> Aim of the task
Line by line, repeat all the material exactly as it appears.

*** Data for this exercise ***

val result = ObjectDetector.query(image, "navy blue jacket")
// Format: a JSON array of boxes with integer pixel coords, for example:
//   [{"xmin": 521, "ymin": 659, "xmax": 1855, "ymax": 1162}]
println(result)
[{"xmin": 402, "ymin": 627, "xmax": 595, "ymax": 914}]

***

> Result
val result = ObjectDetector.query(image, "navy blue jacket")
// Format: a JSON array of boxes with integer pixel coords, for example:
//   [{"xmin": 521, "ymin": 659, "xmax": 1855, "ymax": 1162}]
println(result)
[{"xmin": 402, "ymin": 627, "xmax": 595, "ymax": 914}]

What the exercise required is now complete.